- _Activity_: Your answer should be the records, copied exactly, with the pictures removed.

- _Records provided_:

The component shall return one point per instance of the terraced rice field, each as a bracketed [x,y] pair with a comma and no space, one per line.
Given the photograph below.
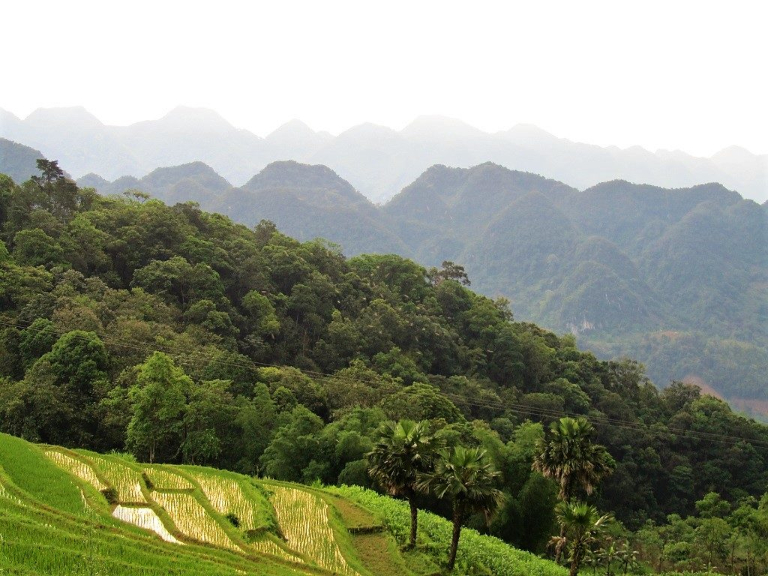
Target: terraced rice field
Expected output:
[76,467]
[303,518]
[266,546]
[165,480]
[123,478]
[227,496]
[192,519]
[144,518]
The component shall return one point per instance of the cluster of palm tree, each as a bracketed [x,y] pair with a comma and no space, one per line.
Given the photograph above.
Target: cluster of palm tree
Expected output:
[568,456]
[407,459]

- _Finished exercise_:
The component shall return one point per instance of the terraced rice field, each as a bracketed [x,y] pair with a comma and no space, one per line.
Given the photograph below.
Target: terraced rice field
Expected output:
[76,467]
[303,518]
[266,546]
[165,480]
[123,478]
[227,496]
[192,519]
[144,518]
The component shall return one point per instance of the cluster of palm tree, each as a bracketed [x,y] pair with a comma and no space, one per line.
Given the photograph above.
Target: cluster of palm tree
Expected output:
[568,456]
[407,459]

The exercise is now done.